TASK STATEMENT — Could you pick up the paper excerpt on assessing cloud database service levels and keep writing it from the end of its last sentence?

READING TEXT —
The paper is structured as follows: Sect. 2 gives a brief introduction to selected cloud services, systems and benchmarking tools. Section 3 describes AISLE, and Sect. 4 presents our application of AISLE to the EBS service. In Sect. 5, we use the model developed in Sect. 4 to evaluate our approach before discussing related work (Sect. 6) and coming to a conclusion (Sect. 7).

2 Background

In this section, we will briefly introduce cloud services, systems, and tools which we will refer to later.

Amazon Web Services: The Amazon EC2 service offers virtual machines (EC2 instances). EC2 instances have an instance type which determines the amount of resources, e.g., virtual CPU cores or memory, available to applications running on that instance. For disk storage, EC2 instances can use either ephemeral disk or EBS volumes, instances of the Amazon EBS service. EBS volumes come in different sizes and have a type (e.g., Provioned IOPS) which determines the service level and the amount of dedicated bandwidth.

Apache Cassandra: Cassandra, a NoSQL system initially developed as a write-efficient database for the Facebook message inbox [10], is maintained as Apache project and widely used, e.g., by Netflix. Cassandra implements the Dynamo replication architecture [7] and a BigTable-inspired schemaless data model and storage engine [4].

Flexible I/O Tester: The Flexible I/O Tester (FIO)Footnote 3 is a tool for studying disk or network performance metrics on Linux systems. FIO works by synthetically creating workloads based on a stochastic model and offers extensive configuration options which makes it particularly suitable for our needs.

Yahoo! Cloud Serving Benchmark: The Yahoo! Cloud Serving Benchmark (YCSB) [5] is an extensible, modular benchmarking tool which emulates clients of a distributed database system and measures client-side performance metrics. YCSB comes with a set of standard workloads of which we use workloads A and B; A is a write-heavy (50 % read and 50 % update requests), B a read-heavy (95 % reads and 5 % updates) workload. We use both workloads with a uniform request distribution.

3 Assessing Cloud Service Levels

In this section, we describe AISLE, which transforms monitoring data into a quality metric-independent score describing how close the specific metric is to an ESL. As cloud providers give very few guarantees in SLAs, we first discuss how a (potentially complex) model – describing service levels a cloud service user could realistically observe – can be developed. Afterwards, we introduce three metrics which describe how a given monitoring value ranks compared to said model. These metrics can then be used to easily identify cloud services where additional resources are likely to have a strong effect on the database system.

3.1 Deriving a Model for Expected Service Levels

Cloud providers rarely offer SLAs that characterize service levels a database administrator can expect from the cloud service(s) the database is running on. If any, these SLAs typically give very limited guarantees [2]. Beyond these explicitly guaranteed service levels, additional information can be gained from documentation or via infrastructure benchmarking – this information describes service levels that are not guaranteed but which can still be realistically expected in database deployments. Explicit SLAs will typically be very precise, guaranteeing concrete metric values, e.g., a compute service might guarantee a minimum number of 1.5 Tera Flops per virtual machine. Implicit SLAs, in contrast, could be based on large data sets describing relative frequencies of values measured, e.g., EC2 instances would, based on [12], have a distribution function with two peaks characterizing their computation power. Alternatively, a documentation-based implicit SLA could require a relatively complex model, as we will see later in this paper. In any case, a model for ESLs should describe relative frequencies of service levels which can be expected when using that specific cloud service, i.e., an ESL is only for the most simplistic scenario a single value but will typically be a distribution of values. Also, even the “best”Footnote 4 value of an ESL is not necessarily the “best” value which can be reached – positive outliers are always possible – but it describes service levels that can be realistically reached in practice.

ENTRIES —
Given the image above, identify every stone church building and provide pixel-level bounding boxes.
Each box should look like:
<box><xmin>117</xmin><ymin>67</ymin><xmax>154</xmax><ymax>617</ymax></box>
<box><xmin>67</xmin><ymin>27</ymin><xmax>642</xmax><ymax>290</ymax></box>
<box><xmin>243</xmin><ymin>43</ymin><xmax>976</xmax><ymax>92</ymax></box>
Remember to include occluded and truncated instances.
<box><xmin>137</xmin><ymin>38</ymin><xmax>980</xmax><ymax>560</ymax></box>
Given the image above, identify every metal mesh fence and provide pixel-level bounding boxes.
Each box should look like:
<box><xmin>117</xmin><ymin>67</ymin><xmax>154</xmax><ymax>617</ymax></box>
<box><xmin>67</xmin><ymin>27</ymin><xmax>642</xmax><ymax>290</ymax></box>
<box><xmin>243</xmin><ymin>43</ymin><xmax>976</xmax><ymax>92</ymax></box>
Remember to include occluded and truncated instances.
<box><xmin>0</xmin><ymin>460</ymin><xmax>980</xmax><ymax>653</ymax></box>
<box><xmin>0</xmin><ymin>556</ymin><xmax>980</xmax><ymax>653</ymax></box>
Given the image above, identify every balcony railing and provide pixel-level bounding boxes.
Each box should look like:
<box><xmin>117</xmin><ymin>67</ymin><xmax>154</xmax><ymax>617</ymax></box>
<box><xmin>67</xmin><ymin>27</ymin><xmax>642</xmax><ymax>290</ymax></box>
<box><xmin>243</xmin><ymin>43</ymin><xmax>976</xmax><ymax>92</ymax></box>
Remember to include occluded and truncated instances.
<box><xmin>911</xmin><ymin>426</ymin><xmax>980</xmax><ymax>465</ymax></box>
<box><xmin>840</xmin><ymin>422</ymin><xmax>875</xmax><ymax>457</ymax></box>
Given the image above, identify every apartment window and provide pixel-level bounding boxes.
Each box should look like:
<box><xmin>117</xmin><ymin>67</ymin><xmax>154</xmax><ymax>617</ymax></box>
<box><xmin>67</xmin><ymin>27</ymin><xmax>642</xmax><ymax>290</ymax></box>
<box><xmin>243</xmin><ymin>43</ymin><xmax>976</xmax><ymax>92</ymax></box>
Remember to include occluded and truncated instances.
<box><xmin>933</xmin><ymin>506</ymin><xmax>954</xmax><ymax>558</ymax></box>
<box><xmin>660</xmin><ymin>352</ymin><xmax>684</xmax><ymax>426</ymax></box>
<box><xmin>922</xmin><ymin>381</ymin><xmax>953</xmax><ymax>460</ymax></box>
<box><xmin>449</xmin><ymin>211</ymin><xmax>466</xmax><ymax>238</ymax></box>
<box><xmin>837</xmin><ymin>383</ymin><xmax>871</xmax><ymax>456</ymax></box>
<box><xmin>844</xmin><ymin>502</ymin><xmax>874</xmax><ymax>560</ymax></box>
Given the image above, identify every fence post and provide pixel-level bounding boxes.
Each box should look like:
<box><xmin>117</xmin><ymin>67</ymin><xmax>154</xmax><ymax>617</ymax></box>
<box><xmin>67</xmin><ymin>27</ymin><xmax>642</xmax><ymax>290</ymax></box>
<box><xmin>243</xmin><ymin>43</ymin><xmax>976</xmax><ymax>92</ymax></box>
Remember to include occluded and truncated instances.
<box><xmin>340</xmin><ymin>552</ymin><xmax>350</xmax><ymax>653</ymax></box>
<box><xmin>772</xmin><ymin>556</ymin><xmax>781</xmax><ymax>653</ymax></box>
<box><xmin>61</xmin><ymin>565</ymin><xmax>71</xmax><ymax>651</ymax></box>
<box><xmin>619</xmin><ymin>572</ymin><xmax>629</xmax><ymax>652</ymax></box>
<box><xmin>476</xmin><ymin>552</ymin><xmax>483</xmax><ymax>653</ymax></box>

ANSWER TO THE EXERCISE —
3.2 Normalizing Monitoring Data

For a given Observed Service Level (OSL), which can be obtained through runtime monitoring, we would like to characterize how “close” this value is to the ESL of the corresponding service quality. For quality-independent description and analysis of this “closeness”, we propose to normalize service levels in a way that assigns 100 % to observed service levels that reach exactly the ESL. We call this normalized service level Service Level Pressure (SLP). Please, note that SLP can reach values beyond 100 % whenever an observed service level exceeds the ESL.

The SLP for a given OSL o is defined as the ratio of o to the ESL. If the ESL is a single value then SLP(o) is trivial to calculate (e.g., if ESL is 5 and o is 3, then SLP(o) is 60 %.). If the ESL is a discrete distribution assigning relative frequencies f to service level values s, then the SLP is calculated as the weighted sum of all ratios o/s, i.e.,

$$\begin{aligned} SLP(o)=\sum _{\forall s}\frac{o}{s}*f \end{aligned}$$
(1)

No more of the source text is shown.